[DOCUMENT SEGMENT]:

----

I also believe that poetry should not reinvent the wheel, and leave the things that CICD does best. That's why I mentioned that I prefer invoking git myself (i.e. the CICD takes care of that), because every CICD pipeline is different. But IMHO bumping versions of the subpackages is something everybody will need, that's why I propose to make this part into poetry. Or as an alternative, as a plug-in to poetry. After that, users can version, publish to you, etc. the way they want.

remram44 commented 3 years ago

If I run poetry add in a subdirectory, it will generate a poetry.lock there instead of updating the root-level one. Same with running poetry run or poetry shell in a subdirectory. This is different from what workspace-aware package managers do.

KoltesDigital commented 3 years ago

@remram44 exactly, that's why I've proposed new root-level commands poetry package <name> add/remove, which mimics Yarn or Cargo CLI features.

----

[DATA EXTRACT]:

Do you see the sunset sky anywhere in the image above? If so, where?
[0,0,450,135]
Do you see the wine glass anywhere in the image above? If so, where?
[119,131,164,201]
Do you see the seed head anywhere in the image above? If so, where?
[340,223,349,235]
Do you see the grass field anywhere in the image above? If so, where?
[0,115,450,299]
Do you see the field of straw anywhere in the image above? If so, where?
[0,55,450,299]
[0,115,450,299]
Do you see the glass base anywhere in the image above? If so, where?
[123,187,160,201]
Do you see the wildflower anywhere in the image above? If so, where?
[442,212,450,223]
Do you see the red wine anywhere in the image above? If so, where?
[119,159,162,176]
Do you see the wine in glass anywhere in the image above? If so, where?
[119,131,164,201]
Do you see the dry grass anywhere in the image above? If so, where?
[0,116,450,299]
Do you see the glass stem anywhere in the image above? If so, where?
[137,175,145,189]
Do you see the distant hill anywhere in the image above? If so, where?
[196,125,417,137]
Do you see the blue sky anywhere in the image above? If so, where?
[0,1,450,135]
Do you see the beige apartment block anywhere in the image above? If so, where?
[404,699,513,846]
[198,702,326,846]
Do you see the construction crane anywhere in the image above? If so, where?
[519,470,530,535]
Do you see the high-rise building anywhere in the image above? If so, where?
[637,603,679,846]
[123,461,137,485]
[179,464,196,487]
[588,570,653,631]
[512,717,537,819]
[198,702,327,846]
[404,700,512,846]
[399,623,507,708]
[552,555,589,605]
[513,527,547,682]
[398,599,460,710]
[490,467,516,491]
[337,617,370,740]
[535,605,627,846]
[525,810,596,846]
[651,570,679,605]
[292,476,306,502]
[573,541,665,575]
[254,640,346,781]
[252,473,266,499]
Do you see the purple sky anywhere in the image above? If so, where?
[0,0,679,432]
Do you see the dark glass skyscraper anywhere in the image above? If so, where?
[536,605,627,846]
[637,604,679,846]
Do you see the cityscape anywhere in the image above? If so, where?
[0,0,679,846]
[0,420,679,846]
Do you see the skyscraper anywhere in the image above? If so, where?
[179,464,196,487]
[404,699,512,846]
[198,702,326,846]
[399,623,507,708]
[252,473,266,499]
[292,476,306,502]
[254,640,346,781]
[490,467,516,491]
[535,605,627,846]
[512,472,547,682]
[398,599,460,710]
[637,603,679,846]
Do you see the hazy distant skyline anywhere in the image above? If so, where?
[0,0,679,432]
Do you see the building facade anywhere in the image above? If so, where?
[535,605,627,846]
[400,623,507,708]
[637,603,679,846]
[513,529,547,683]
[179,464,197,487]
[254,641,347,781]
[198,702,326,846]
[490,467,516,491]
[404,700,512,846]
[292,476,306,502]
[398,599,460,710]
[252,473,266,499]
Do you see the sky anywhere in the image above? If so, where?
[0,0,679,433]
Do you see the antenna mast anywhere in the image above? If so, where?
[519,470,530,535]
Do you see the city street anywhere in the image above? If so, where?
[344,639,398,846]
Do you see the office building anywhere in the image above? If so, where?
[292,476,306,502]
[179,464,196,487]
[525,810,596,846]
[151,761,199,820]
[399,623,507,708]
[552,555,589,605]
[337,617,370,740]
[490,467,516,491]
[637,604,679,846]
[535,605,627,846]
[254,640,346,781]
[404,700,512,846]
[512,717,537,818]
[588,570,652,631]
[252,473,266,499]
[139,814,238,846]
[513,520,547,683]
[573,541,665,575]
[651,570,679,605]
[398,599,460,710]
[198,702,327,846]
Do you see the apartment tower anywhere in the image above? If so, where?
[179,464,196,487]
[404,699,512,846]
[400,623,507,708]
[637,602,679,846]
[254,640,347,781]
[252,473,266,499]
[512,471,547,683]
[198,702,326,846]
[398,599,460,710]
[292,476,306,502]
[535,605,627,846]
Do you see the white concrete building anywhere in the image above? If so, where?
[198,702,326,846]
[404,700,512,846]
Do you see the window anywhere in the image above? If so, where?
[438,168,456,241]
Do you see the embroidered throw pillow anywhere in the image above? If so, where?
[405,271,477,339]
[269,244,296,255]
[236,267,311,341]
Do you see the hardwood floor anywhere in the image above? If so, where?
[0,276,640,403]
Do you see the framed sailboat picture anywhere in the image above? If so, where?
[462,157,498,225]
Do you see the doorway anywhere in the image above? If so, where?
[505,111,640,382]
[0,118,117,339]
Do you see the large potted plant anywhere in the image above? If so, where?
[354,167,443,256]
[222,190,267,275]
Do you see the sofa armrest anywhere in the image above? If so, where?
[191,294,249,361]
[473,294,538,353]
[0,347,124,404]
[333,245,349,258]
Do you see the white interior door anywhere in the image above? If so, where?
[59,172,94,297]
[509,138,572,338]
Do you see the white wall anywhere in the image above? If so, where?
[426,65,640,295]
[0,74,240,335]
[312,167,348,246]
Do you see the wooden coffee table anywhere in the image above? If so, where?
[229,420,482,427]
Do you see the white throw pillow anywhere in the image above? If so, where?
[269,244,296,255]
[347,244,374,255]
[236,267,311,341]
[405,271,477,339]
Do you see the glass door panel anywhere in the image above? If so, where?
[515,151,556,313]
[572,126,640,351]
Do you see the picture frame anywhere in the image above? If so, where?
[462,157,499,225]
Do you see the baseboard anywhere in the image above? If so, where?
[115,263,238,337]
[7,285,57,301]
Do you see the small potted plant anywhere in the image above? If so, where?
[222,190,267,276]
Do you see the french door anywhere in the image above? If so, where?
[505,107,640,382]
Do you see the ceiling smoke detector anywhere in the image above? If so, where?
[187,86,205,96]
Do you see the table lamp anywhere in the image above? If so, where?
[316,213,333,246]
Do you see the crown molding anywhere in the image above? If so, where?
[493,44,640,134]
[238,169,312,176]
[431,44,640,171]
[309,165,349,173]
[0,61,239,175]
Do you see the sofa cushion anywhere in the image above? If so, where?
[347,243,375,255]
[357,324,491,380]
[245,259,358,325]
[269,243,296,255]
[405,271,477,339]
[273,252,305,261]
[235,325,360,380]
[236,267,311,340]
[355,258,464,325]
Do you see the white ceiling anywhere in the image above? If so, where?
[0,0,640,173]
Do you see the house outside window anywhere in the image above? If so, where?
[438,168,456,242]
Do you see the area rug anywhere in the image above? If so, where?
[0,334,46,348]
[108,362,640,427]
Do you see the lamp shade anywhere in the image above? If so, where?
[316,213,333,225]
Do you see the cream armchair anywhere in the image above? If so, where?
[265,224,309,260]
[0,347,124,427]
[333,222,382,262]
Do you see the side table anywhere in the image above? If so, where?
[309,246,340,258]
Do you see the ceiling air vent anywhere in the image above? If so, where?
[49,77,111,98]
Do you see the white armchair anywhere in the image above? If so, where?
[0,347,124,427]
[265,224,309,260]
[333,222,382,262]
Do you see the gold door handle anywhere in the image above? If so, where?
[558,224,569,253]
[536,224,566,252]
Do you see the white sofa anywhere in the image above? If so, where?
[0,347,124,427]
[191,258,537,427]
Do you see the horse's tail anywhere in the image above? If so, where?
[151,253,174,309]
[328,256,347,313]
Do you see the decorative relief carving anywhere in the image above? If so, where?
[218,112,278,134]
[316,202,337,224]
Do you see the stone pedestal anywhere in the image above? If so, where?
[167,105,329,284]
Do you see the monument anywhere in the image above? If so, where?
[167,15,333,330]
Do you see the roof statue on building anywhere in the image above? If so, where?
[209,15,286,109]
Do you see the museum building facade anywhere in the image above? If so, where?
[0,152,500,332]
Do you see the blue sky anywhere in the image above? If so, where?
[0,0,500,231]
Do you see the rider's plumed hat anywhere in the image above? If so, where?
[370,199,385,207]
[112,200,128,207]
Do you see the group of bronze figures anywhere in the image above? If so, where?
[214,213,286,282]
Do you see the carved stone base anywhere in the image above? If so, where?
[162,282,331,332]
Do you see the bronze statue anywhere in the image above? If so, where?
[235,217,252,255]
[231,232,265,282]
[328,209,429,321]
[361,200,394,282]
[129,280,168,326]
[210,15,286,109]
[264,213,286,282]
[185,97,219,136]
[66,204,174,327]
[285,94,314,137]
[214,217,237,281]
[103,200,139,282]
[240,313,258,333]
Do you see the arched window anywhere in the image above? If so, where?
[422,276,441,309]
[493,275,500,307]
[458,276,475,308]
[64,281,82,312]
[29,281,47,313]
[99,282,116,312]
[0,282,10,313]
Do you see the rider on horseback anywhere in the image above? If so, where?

----

[WHAT NEEDS TO BE DONE]:
Copy the Poetry discussion word for word, starting at the words "KoltesDigital commented 3" and ending after "Cargo CLI features.". The records can be left aside.

[ANSWER TO THE PROBLEM]:
KoltesDigital commented 3 years ago

@remram44 exactly, that's why I've proposed new root-level commands poetry package <name> add/remove, which mimics Yarn or Cargo CLI features.